** Opening Dataset records block **

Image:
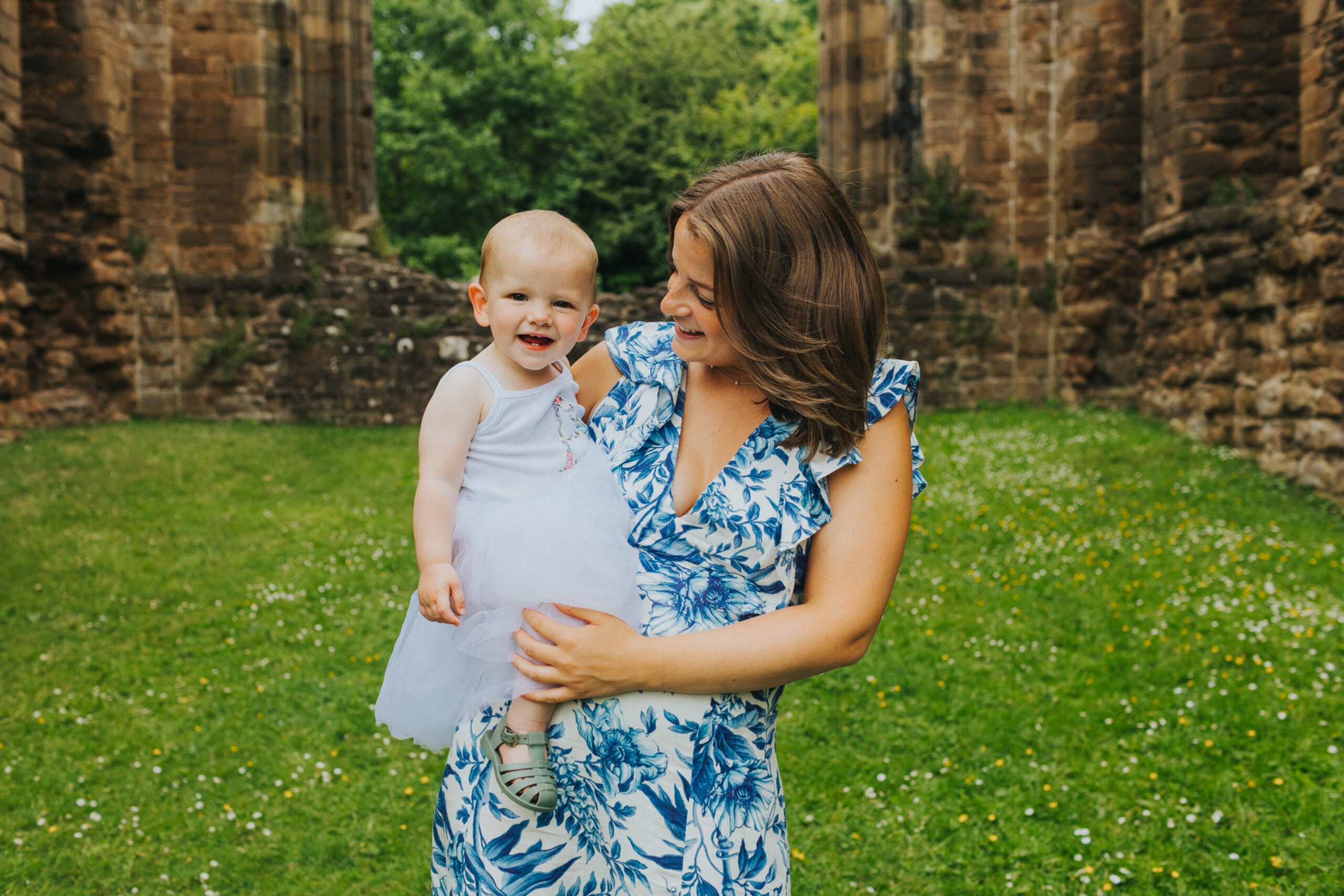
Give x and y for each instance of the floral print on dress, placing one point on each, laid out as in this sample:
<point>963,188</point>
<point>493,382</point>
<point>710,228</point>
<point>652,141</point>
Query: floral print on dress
<point>664,793</point>
<point>569,421</point>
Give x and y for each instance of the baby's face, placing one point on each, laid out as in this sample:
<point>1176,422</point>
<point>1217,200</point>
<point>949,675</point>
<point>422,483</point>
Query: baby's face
<point>537,304</point>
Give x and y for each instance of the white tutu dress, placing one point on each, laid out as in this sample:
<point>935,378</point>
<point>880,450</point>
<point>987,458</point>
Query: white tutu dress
<point>539,519</point>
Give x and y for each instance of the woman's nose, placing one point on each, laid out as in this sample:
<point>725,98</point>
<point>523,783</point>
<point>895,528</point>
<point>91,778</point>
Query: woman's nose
<point>671,305</point>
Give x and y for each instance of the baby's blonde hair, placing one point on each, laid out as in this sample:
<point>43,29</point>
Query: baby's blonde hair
<point>550,231</point>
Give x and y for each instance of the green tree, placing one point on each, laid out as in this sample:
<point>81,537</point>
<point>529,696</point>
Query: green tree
<point>475,121</point>
<point>670,88</point>
<point>487,107</point>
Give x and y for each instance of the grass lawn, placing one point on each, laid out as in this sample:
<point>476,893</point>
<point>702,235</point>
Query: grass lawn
<point>1110,664</point>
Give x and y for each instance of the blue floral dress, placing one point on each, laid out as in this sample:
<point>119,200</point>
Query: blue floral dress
<point>664,793</point>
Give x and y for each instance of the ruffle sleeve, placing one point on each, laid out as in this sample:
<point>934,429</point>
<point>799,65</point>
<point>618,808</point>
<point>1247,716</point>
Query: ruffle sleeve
<point>771,500</point>
<point>642,402</point>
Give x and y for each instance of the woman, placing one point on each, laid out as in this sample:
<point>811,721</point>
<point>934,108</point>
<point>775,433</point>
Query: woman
<point>753,442</point>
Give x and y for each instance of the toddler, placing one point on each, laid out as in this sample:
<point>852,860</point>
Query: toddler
<point>517,507</point>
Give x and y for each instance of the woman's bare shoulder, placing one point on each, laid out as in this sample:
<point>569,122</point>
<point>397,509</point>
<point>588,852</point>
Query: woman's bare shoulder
<point>596,374</point>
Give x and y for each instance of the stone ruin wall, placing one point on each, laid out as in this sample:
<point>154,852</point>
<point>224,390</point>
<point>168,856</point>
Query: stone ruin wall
<point>1158,220</point>
<point>155,164</point>
<point>1158,179</point>
<point>145,144</point>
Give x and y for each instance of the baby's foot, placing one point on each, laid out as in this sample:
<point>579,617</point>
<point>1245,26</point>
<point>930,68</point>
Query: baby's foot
<point>531,782</point>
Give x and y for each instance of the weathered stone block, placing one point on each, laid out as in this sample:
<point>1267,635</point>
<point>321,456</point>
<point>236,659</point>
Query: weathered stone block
<point>1269,398</point>
<point>1320,472</point>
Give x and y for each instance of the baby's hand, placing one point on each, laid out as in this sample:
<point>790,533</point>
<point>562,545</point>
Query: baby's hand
<point>441,594</point>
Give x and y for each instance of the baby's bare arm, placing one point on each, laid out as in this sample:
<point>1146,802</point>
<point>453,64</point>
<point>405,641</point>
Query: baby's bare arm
<point>459,405</point>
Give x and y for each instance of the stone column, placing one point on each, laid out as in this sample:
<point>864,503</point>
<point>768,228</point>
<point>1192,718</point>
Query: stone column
<point>77,193</point>
<point>1097,206</point>
<point>855,124</point>
<point>14,296</point>
<point>1221,88</point>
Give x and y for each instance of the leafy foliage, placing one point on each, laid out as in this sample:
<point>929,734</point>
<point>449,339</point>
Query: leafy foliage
<point>1233,193</point>
<point>941,207</point>
<point>673,88</point>
<point>1046,293</point>
<point>488,108</point>
<point>316,226</point>
<point>476,120</point>
<point>226,355</point>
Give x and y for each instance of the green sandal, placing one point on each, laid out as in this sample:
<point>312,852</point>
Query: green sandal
<point>531,785</point>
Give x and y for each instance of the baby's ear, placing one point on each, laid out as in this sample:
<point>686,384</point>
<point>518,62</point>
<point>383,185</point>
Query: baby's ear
<point>588,320</point>
<point>476,294</point>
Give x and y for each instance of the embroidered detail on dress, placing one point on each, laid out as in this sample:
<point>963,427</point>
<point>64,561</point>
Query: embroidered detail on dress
<point>565,413</point>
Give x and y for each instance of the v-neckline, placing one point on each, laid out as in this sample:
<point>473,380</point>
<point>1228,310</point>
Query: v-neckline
<point>678,419</point>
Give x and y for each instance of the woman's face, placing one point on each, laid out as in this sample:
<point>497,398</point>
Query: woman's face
<point>690,304</point>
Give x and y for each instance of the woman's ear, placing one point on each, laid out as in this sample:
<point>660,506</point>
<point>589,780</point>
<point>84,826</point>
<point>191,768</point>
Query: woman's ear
<point>478,297</point>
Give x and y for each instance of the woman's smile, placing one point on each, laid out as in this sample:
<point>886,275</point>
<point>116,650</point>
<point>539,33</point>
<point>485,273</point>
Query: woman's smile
<point>686,331</point>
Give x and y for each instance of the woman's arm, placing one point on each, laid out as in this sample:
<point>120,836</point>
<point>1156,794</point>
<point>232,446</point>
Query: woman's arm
<point>853,565</point>
<point>596,374</point>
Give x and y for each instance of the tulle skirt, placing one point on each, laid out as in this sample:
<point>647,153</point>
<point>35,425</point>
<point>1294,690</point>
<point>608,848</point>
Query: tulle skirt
<point>568,547</point>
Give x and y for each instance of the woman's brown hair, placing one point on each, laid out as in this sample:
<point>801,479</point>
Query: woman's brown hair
<point>796,288</point>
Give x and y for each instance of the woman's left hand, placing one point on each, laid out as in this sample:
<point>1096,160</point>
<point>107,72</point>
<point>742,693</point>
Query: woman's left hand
<point>601,659</point>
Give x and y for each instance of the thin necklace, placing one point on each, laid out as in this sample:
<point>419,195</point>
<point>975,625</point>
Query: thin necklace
<point>726,376</point>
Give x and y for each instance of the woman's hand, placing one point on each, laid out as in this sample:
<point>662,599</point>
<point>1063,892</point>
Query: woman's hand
<point>598,660</point>
<point>441,594</point>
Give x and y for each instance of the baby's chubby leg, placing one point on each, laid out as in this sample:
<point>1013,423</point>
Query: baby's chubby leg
<point>523,716</point>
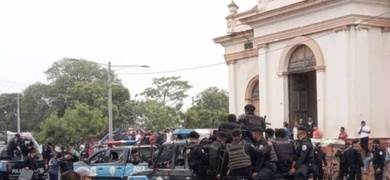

** Closing Dataset records block **

Look above for the line containing "<point>852,860</point>". Output from there through the line containing "<point>449,339</point>", exactly and inclusively.

<point>852,860</point>
Query: toddler
<point>517,507</point>
Give x and y for each instance of the woman's bare shoulder, placing one point on each, laid out as in this sample:
<point>569,122</point>
<point>397,509</point>
<point>588,852</point>
Query: woman's bare shoulder
<point>596,374</point>
Give x and y for each instance of the stone ruin wall, placing one point on each, laid out as in this sample:
<point>154,852</point>
<point>224,390</point>
<point>168,856</point>
Query: stone ruin wall
<point>1158,220</point>
<point>155,164</point>
<point>1158,179</point>
<point>145,144</point>
Give x and y for each instance of the baby's foot, placing one point on each, laid out as in this sample:
<point>579,617</point>
<point>1245,26</point>
<point>930,68</point>
Query: baby's foot
<point>531,782</point>
Give x and y for each instance of the weathered stone block, placing one point on each, laid out as in this sample:
<point>1267,635</point>
<point>321,456</point>
<point>236,659</point>
Query: weathered stone block
<point>1269,398</point>
<point>1320,472</point>
Give x and y for each instance of the baby's hand, placing one point on each, laid out as in this sample:
<point>790,533</point>
<point>562,545</point>
Query: baby's hand
<point>441,594</point>
Give x and y for each instance of the baby's bare arm, placing one point on each, laid out as in this sample:
<point>1146,802</point>
<point>453,64</point>
<point>405,641</point>
Query: baby's bare arm
<point>459,405</point>
Give x and y for each instance of the stone column, placing one point on each, laid out as in this sample:
<point>864,503</point>
<point>768,228</point>
<point>1192,718</point>
Query: stone column
<point>77,193</point>
<point>1097,206</point>
<point>855,124</point>
<point>14,296</point>
<point>1221,88</point>
Give x and y for each instance of the leafy foliage, placing one point on each, laid out as in this sample:
<point>929,734</point>
<point>449,339</point>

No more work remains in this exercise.